Document section =>
%%

The Laser Weapon System (LaWS) temporarily installed aboard the guided-missile destroyer USS Dewey (DDG 105) in San Diego, Calif., is a technology demonstrator built by the Naval Sea Systems Command from commercial fiber solid state lasers, utilizing combination methods developed at the Naval Research Laboratory. LaWS can be directed onto targets from the radar track obtained from a MK 15 Phalanx Close-In Weapon system or other targeting source. The Office of Naval Research's Solid State Laser (SSL) portfolio includes LaWS development and upgrades providing a quick reaction capability for the fleet with an affordable SSL weapon prototype. This capability provides Navy ships a method for Sailors to easily defeat small boat threats and aerial targets without using bullets. (U.S. Navy photo by John F. Williams/Released)
DAHLGREN, Va. (May 7, 2014)—The scientist leading Navy Laser Weapon System efforts was commended at the Naval Surface Warfare Center Dahlgren Division (NSWCDD) annual honor awards ceremony here May 7.

%%

Stored records =>
%%

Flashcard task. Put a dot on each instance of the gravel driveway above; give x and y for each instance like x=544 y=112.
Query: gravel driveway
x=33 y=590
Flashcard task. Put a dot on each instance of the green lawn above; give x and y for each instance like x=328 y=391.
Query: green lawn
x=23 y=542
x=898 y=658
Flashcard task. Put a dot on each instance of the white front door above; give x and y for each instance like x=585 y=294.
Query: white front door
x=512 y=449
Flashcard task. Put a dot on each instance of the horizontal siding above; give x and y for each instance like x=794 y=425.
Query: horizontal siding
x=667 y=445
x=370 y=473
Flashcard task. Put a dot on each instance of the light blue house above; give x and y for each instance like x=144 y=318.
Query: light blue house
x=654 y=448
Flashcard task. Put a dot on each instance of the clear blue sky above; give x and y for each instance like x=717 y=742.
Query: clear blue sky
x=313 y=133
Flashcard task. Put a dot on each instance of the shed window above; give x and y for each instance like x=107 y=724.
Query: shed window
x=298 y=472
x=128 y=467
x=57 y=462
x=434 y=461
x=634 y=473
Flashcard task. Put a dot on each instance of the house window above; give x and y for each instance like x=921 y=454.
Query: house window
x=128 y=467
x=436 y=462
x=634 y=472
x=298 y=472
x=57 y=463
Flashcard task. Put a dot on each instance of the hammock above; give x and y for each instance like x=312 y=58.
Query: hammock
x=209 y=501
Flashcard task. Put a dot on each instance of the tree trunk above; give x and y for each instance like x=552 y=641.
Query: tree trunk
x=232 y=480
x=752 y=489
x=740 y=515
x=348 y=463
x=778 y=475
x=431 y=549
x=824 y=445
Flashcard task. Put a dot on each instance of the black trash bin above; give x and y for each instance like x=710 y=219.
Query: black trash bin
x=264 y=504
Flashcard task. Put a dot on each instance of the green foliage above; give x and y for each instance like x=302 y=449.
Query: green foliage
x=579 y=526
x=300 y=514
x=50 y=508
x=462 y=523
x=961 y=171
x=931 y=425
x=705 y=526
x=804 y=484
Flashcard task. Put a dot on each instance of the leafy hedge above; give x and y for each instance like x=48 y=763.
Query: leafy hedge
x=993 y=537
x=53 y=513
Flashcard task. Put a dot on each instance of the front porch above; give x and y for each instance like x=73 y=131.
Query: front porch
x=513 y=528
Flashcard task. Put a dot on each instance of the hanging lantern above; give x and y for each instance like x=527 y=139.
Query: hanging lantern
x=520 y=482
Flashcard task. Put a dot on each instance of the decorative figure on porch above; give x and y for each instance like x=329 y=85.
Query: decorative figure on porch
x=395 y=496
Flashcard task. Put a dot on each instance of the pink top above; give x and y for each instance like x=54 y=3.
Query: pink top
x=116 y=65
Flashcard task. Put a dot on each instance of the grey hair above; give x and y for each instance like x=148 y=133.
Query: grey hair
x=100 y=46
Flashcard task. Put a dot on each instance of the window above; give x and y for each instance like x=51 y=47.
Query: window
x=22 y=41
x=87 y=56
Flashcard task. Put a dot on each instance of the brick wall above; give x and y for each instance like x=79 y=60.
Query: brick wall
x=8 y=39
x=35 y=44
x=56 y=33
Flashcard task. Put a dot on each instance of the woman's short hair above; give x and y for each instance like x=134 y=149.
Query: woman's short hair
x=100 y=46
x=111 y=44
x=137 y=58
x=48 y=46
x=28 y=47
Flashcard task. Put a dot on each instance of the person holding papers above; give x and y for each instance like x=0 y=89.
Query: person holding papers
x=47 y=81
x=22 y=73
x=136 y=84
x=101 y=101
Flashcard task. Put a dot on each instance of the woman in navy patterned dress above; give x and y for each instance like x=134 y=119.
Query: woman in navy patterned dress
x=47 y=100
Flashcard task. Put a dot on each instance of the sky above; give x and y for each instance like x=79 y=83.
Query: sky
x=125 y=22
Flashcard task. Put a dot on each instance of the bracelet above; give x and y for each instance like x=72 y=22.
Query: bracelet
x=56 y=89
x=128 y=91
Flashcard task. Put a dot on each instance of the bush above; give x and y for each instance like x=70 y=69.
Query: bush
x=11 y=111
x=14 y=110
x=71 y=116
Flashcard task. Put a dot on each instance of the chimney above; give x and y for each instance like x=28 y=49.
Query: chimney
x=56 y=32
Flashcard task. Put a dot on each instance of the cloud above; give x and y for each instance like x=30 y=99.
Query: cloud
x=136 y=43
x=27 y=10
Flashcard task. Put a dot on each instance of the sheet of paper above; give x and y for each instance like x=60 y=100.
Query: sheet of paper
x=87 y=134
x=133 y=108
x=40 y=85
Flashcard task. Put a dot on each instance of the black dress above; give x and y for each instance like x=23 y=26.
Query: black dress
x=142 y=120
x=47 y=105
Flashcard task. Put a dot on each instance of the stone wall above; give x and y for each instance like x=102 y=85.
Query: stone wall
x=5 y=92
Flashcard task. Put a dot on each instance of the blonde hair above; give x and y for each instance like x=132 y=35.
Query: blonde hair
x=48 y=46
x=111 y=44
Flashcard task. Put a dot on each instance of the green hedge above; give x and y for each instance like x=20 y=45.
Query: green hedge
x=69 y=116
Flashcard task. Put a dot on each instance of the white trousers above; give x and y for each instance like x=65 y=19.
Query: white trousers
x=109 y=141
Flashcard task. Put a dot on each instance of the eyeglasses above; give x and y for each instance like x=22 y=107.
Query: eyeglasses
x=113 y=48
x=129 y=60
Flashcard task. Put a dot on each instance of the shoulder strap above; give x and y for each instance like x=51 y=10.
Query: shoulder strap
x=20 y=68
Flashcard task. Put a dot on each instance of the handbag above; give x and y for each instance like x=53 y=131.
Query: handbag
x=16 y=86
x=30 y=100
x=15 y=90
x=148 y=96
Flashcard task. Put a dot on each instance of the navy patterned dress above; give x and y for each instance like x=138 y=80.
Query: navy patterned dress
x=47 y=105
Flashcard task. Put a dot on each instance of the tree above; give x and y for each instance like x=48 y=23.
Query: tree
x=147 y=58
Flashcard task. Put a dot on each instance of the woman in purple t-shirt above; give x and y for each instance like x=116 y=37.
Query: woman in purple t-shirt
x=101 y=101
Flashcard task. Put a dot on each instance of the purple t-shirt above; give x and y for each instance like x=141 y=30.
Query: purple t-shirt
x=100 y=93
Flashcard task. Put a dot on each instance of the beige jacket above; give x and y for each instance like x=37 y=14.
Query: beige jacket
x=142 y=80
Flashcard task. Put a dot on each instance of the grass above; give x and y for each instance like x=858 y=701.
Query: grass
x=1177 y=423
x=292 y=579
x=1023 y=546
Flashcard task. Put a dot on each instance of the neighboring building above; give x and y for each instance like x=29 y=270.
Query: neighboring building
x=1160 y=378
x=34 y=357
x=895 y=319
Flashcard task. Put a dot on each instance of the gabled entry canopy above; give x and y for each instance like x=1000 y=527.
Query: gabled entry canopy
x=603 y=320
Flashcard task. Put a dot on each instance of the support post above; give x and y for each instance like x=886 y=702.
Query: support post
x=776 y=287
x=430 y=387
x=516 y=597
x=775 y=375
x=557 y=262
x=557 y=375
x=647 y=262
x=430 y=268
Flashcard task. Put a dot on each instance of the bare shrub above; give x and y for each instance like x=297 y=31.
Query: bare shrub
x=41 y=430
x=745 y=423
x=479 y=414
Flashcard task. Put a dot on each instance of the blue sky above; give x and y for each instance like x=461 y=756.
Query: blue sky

%%

Your tasks =>
1. Aboard which ship was the Laser Weapon System temporarily installed, according to the LaWS text?
2. Using the LaWS text, explain how the Laser Weapon System is aimed at its targets.
3. Name every Navy command, laboratory, office, and warfare center mentioned in the LaWS text.

Solutions below =>
1. The guided-missile destroyer USS Dewey (DDG 105) in San Diego, California.

2. LaWS is directed onto targets using a radar track, which can come from a MK 15 Phalanx Close-In Weapon system or from another targeting source.

3.
- Naval Sea Systems Command
- Naval Research Laboratory
- Office of Naval Research
- Naval Surface Warfare Center Dahlgren Division (NSWCDD)